- GIVEN TASK
Please shift every bounding-box coordinate down by adding -88 to it, and write out again everything from the start of the records down to the line containing "[252,337,277,351]", both ends included. Leave every other line unchanged and give nothing beyond that range.

- ENTRIES SUPPLIED
* start *
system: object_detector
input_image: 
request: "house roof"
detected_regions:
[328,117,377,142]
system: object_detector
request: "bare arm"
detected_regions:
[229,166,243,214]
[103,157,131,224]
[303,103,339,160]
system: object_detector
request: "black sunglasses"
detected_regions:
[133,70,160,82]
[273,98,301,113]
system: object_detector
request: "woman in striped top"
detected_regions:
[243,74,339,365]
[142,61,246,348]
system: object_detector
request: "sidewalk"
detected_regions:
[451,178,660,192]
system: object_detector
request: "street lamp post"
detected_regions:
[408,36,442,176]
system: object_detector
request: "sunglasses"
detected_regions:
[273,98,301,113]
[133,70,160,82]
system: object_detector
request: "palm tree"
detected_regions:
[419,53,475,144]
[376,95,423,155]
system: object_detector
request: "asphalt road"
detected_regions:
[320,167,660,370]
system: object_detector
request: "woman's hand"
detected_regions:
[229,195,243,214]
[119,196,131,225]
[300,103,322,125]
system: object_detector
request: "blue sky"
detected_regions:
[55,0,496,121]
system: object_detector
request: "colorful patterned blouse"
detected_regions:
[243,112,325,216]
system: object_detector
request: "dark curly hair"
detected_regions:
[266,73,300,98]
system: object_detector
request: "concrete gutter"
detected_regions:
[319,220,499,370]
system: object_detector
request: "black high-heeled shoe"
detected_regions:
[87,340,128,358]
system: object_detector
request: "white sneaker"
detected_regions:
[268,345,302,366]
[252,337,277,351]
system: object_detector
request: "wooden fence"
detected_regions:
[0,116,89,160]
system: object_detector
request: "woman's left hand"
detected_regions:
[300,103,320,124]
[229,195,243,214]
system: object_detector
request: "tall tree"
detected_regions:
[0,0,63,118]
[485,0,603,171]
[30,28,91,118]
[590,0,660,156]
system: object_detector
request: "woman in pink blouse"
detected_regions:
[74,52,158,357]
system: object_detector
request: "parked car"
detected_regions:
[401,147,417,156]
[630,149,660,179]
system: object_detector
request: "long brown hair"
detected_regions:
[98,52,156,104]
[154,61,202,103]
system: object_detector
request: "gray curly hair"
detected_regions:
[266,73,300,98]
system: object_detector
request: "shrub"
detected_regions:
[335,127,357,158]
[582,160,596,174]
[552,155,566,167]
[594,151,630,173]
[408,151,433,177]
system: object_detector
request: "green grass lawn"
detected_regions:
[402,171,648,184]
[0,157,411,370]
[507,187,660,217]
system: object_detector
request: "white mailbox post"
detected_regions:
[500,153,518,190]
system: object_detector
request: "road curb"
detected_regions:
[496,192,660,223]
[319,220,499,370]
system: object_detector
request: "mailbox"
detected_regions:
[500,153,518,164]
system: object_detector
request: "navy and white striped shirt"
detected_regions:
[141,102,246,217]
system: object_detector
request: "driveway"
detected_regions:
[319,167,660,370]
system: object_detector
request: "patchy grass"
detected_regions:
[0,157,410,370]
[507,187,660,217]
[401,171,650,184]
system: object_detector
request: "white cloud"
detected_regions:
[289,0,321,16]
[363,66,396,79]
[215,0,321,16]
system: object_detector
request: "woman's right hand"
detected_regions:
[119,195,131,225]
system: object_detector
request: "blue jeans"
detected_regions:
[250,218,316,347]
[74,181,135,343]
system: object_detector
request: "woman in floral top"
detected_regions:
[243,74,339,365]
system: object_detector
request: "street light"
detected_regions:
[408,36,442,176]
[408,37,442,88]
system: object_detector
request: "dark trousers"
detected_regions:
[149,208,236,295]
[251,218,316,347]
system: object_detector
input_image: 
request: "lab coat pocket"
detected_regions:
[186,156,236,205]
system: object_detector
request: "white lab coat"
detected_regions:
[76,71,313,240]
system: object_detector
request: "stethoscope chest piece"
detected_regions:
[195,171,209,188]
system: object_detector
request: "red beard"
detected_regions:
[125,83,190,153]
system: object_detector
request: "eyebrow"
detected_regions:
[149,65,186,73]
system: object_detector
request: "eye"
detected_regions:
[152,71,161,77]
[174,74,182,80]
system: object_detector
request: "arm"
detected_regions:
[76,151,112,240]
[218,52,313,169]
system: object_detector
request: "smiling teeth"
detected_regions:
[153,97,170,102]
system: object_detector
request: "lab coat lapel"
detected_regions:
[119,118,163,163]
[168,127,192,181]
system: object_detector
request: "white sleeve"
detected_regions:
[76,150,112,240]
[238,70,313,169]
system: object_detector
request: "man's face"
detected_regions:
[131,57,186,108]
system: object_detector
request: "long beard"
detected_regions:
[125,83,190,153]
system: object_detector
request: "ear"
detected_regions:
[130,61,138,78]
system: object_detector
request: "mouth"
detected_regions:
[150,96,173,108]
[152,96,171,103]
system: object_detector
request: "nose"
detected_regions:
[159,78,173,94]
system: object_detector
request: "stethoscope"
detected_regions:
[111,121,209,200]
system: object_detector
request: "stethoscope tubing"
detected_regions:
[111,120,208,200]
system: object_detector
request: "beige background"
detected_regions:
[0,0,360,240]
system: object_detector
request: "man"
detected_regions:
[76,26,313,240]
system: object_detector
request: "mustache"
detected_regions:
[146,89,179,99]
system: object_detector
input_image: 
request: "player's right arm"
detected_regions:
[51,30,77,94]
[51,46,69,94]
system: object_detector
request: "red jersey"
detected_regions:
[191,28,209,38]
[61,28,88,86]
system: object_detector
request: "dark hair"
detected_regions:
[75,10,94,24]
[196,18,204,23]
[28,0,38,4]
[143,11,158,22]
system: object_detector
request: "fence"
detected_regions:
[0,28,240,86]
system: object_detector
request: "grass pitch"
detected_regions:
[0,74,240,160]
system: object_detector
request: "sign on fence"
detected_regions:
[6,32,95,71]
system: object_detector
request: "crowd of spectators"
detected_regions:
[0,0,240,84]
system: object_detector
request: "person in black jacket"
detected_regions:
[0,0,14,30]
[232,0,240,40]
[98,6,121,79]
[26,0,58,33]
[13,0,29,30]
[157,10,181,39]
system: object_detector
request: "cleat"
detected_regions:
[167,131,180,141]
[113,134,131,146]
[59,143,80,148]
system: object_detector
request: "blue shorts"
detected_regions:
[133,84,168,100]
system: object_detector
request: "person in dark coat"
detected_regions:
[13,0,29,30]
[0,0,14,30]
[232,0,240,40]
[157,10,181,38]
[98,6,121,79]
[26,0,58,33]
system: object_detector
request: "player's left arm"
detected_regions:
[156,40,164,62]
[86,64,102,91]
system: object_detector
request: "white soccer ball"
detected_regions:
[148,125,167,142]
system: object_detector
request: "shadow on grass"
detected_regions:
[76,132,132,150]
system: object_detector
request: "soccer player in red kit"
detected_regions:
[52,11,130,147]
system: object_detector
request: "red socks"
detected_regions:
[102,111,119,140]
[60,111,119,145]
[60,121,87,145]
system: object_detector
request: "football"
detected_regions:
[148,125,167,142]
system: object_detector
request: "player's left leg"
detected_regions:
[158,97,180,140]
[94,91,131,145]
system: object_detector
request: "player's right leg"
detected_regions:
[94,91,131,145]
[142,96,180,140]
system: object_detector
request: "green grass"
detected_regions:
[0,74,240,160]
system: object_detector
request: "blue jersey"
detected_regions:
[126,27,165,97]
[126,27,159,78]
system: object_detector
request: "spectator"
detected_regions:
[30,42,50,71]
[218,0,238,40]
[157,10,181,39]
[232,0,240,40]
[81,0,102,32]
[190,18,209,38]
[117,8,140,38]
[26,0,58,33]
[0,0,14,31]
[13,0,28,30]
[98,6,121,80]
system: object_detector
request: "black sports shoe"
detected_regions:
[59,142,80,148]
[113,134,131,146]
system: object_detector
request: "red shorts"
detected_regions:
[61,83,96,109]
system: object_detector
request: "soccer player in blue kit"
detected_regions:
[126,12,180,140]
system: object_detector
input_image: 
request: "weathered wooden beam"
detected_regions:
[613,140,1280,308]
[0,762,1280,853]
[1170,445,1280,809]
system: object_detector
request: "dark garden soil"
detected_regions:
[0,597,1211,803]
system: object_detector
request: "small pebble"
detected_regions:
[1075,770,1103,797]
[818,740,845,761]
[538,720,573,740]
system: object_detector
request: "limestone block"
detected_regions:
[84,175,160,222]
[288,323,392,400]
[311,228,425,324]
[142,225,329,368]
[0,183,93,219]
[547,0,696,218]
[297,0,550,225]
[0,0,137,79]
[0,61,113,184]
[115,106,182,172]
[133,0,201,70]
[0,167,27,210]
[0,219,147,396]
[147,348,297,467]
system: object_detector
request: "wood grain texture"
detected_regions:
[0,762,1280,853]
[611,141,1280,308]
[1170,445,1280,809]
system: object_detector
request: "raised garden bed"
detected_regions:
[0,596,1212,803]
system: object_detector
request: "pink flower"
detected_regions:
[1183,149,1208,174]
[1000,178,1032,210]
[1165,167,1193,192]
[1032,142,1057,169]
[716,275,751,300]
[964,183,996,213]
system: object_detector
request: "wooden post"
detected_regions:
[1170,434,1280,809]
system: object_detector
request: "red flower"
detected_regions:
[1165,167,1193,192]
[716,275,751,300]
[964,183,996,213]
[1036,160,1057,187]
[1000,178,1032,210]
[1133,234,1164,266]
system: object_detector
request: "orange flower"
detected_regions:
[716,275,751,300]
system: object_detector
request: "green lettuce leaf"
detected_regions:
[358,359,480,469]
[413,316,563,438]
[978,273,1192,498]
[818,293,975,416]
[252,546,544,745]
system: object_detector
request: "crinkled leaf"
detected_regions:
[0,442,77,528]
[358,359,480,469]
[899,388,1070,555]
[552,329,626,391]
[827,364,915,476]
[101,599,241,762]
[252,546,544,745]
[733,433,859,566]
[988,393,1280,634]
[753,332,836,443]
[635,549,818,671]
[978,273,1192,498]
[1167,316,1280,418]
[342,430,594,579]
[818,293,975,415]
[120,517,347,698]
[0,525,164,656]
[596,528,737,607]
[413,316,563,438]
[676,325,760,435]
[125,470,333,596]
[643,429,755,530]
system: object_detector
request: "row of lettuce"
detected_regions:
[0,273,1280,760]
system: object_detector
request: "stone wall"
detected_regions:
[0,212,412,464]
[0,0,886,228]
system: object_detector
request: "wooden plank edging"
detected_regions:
* end *
- RESPONSE FOR THIS EXERCISE
system: object_detector
input_image: 
request: "house roof"
detected_regions:
[240,29,289,54]
system: object_detector
request: "bare arm"
detected_regions:
[141,78,155,126]
[15,69,43,136]
[215,15,251,72]
system: object_detector
request: "black sunglasses"
detected_regions:
[45,-18,72,-6]
[185,10,213,25]
system: object_detector
request: "woman in striped top"
detected_regions:
[155,-14,251,277]
[54,-27,158,260]
system: object_detector
request: "sidewalk"
detected_regions:
[363,90,572,104]
system: object_detector
request: "street lamp post"
detected_regions:
[320,-52,354,88]
system: object_detector
request: "sunglasses"
detected_regions:
[185,10,213,25]
[45,-18,72,-6]
system: object_detector
request: "palm tree"
detected_regions:
[331,-35,387,56]
[288,7,335,67]
system: object_detector
request: "asphalt road"
detected_regions:
[232,79,572,282]
system: object_detector
request: "woman's hand"
detected_regions:
[141,107,155,126]
[31,108,43,137]
[212,15,234,37]
system: object_detector
request: "blue sky"
detected_regions:
[-33,-88,408,33]
system: object_detector
request: "colorful patterned blouse"
detected_regions:
[155,24,237,128]
system: object_detector
request: "dark curly hair"
detected_regions:
[178,-15,212,10]
system: object_detector
request: "concrete gutter"
detected_regions:
[231,132,411,282]
system: object_detector
request: "black high-heeled shoe"
detected_regions:
[-1,252,40,270]
system: object_detector
request: "white sneaker"
detected_regions:
[180,257,214,278]
[164,249,189,263]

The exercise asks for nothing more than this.